### CHALLENGE
Render the entries below as a two-column CSV with the header columns entry and answer, one row for each entry. Put each entry's text and its answer in their own double-quoted fields, with line breaks replaced by spaces.

### EXERCISE INPUT
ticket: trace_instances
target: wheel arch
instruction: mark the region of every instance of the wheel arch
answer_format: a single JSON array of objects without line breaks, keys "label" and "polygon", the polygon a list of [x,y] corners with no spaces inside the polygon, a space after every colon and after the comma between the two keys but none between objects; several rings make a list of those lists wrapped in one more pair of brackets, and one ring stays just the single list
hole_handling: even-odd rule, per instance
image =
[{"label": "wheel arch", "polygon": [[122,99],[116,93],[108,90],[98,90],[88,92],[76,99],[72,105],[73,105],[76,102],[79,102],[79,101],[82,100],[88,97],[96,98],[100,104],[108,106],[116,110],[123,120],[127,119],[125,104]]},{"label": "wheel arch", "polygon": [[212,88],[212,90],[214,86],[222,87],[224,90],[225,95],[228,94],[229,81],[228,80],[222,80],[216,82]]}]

### COMPLETE ANSWER
entry,answer
"ticket: trace_instances target: wheel arch instruction: mark the region of every instance of the wheel arch answer_format: a single JSON array of objects without line breaks, keys ""label"" and ""polygon"", the polygon a list of [x,y] corners with no spaces inside the polygon, a space after every colon and after the comma between the two keys but none between objects; several rings make a list of those lists wrapped in one more pair of brackets, and one ring stays just the single list hole_handling: even-odd rule, per instance image =","[{""label"": ""wheel arch"", ""polygon"": [[122,99],[116,93],[108,90],[98,90],[88,92],[76,99],[72,105],[73,105],[76,102],[79,102],[79,101],[82,100],[88,97],[96,98],[100,104],[108,106],[116,110],[123,120],[127,119],[125,104]]},{""label"": ""wheel arch"", ""polygon"": [[212,88],[212,90],[214,86],[222,87],[224,90],[225,95],[228,94],[229,81],[228,80],[222,80],[216,82]]}]"